* Passage for review:
········

The Redbreast is the third in Jo Nesbø's excellent Norwegian police procedural series starring angst-ridden, alcohol-bedevilled Crime Squad Detective Harry Hole. It moves back and forth in time between Harry's modern day misadventures and the exploits of both the Norwegian Resistance and those who fought for Hitler on the Eastern Front during World War II. What I enjoyed most about the novel was that Nesbø doesn't paint the latter as trite villains, but shows some as idealists, fighting to save their country from the Russians.

As The Redbreast opens (and watch as that bird flies through history in this novel), Harry Hole and his partner and close friend, Ellen Gjelten (whose optimism infects even Harry), are working in a liaison role during a U.S. Presidential visit. After communication problems cause Harry to shoot a Secret Service agent, part of the spin on the event necessitates his promotion and reassignment to the Norwegian Security Service, where he's buried in clerical work. Ellen is then partnered with Tom Waaler, whom she dislikes.

But Harry isn't one to be sidelined. He soon picks up on the oddity of a unique German semi-automatic hunting rifle ('the ultimate professional murder weapon') smuggled into Norway, and obsessively follows a slim strand of evidence to uncover a developing assassination attempt, rooted in his country's history. The killer? The author reveals early that he's an old man dying of cancer, who'd 'given everything he had until there was no more to give, apart from giving way, giving in, giving up.' Aside from that, Nesbø makes readers guess at the assassin's identity, background and motivations as the novel progresses.

Back in the modern day, there are skinheads and neo-Nazis with tendrils into the police force itself. Our dying killer connects with neo-Nazi Sverre Olsen, using him to acquire the German rifle, the act that ultimately sets Harry Hole on his trail. While Harry pursues his unpopular (with his superiors) investigation from Norway to South Africa, Jo Nesbø takes readers back to the horrors of the Eastern Front of World War II, with an at times confusing cast of characters and pseudonyms, disappearing corpses, romance (between a soldier and an aristocratic nurse in Vienna) and blackmail.

Harry's investigation leads him to meet Rakel Fauke (with whom he has a strong romantic liaison in subsequent books) and her son Oleg, to whom Hole becomes a father figure. It also leads to the loss of someone close to him, a catastrophe that will haunt him for years to come, and that becomes the catalyst for key future events (having read the series out of order, I was especially interested in finding out how this had happened.)

As always, Jo Nesbø gives readers an excellent and intricate mystery in The Redbreast, with an intriguing maze of historical misdirection, and real-life, shades-of-gray ambiguity in his good guys and villains - an ambiguity that Harry Hole well appreciates. If you enjoy a masterfully plotted mystery or are interested in a fascinating World War II arena of which most North Americans are unaware, then The Redbreast is a must read.

········

* Tasks and exercises:
(a) List every fictional character named in the review of The Redbreast above other than Harry Hole.
(b) Decide whether each statement agrees with the review of The Redbreast above, answering yes or no and quoting the words that decide it: (i) Harry is reassigned to the Norwegian Security Service after shooting a Secret Service agent. (ii) The fact that the killer is an old man dying of cancer is withheld until the end. (iii) Ellen Gjelten is pleased to be partnered with Tom Waaler.

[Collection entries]
········

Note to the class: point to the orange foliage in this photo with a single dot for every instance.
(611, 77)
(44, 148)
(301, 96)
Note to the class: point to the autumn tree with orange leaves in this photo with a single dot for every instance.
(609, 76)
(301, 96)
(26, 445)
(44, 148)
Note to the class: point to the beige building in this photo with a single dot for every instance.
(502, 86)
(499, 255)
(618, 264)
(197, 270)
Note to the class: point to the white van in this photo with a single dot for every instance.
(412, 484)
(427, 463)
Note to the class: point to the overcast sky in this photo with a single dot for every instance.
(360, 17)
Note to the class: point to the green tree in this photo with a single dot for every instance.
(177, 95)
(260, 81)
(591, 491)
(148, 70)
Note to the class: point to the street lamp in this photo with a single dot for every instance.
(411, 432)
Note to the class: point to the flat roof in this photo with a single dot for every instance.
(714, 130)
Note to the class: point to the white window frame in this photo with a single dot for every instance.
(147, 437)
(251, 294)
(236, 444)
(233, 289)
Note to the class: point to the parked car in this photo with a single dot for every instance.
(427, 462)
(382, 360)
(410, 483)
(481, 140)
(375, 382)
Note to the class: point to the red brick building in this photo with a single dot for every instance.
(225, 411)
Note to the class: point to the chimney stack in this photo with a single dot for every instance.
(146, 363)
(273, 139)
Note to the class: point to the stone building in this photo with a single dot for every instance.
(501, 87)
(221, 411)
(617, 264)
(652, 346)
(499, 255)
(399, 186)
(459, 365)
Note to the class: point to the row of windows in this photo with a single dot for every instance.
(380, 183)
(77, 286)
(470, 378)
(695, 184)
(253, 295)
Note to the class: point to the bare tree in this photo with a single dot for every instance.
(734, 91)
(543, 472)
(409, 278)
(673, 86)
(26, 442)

········

* List of answers:
(a) Ellen Gjelten, Tom Waaler, Sverre Olsen, Rakel Fauke, Oleg

(b)
(i) Yes: "After communication problems cause Harry to shoot a Secret Service agent, part of the spin on the event necessitates his promotion and reassignment to the Norwegian Security Service"
(ii) No: "The author reveals early that he's an old man dying of cancer"
(iii) No: "Ellen is then partnered with Tom Waaler, whom she dislikes."